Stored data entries
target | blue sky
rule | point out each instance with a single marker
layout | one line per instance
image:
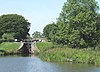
(38, 12)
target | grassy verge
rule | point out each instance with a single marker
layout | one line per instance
(9, 46)
(49, 52)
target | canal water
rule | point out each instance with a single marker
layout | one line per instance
(34, 64)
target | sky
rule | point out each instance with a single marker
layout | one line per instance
(38, 12)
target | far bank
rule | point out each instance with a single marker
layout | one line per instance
(57, 53)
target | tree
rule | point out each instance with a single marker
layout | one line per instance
(7, 36)
(77, 24)
(49, 31)
(37, 35)
(16, 24)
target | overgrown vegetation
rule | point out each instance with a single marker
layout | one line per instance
(65, 54)
(9, 46)
(78, 25)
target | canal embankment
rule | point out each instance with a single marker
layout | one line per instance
(58, 53)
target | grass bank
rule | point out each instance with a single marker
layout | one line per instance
(9, 47)
(50, 52)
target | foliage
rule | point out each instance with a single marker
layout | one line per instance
(77, 25)
(14, 24)
(37, 35)
(7, 36)
(43, 46)
(49, 30)
(66, 54)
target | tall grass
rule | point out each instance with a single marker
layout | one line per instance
(65, 54)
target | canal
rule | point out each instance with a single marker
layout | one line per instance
(34, 64)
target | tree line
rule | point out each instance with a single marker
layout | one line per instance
(78, 25)
(13, 26)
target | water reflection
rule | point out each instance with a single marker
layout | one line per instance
(34, 64)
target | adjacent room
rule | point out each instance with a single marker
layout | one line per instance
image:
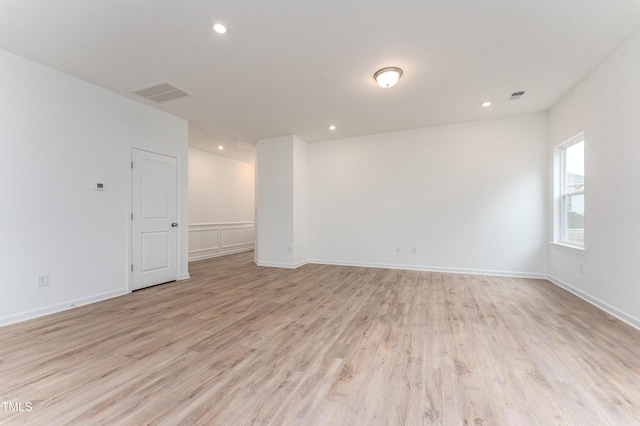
(292, 213)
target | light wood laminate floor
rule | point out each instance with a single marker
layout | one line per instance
(239, 344)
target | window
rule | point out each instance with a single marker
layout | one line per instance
(571, 198)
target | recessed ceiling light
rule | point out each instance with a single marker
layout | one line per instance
(219, 28)
(388, 77)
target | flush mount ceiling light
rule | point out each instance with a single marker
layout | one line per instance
(387, 77)
(219, 28)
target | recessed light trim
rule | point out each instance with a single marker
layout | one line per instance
(219, 28)
(387, 77)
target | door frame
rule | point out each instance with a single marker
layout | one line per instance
(180, 275)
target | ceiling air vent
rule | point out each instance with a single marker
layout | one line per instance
(162, 91)
(516, 95)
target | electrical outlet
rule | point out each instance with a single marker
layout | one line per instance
(43, 280)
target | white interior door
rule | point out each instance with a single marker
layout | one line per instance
(154, 226)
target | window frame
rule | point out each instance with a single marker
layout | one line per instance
(564, 195)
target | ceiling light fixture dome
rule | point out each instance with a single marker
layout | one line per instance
(220, 28)
(388, 77)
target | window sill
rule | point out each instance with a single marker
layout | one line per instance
(571, 249)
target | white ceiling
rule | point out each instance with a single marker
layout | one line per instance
(297, 66)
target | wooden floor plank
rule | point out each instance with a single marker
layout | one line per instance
(321, 344)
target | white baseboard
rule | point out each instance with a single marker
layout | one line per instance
(534, 275)
(281, 265)
(622, 316)
(36, 313)
(220, 253)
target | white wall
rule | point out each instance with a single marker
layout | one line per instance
(468, 197)
(221, 205)
(58, 134)
(282, 206)
(300, 201)
(605, 106)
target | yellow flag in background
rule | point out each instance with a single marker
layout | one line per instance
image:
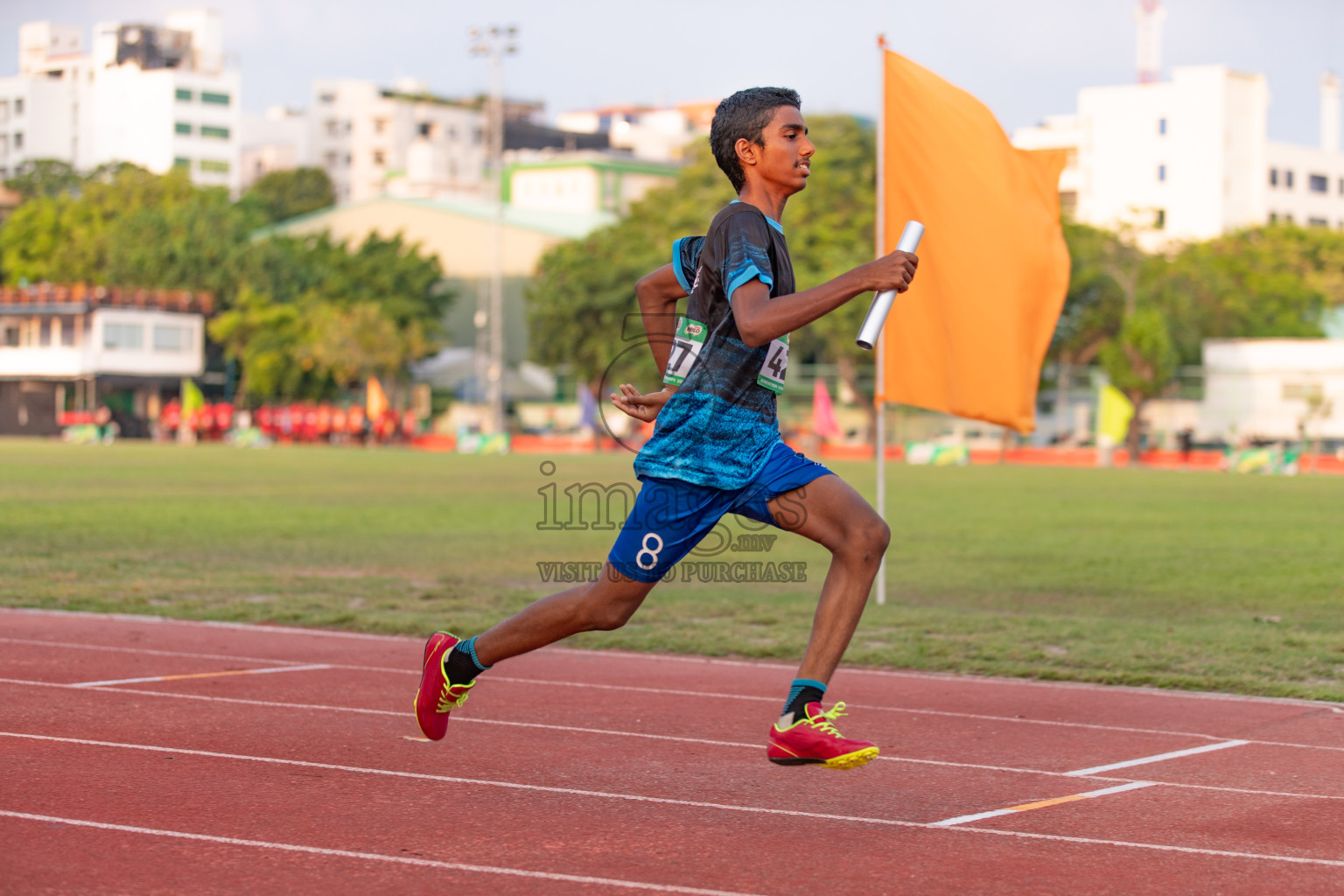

**Task item**
Read through the records above and copy the lines that contain "floor".

**Written reply**
target | light wood laminate floor
target | wooden floor plank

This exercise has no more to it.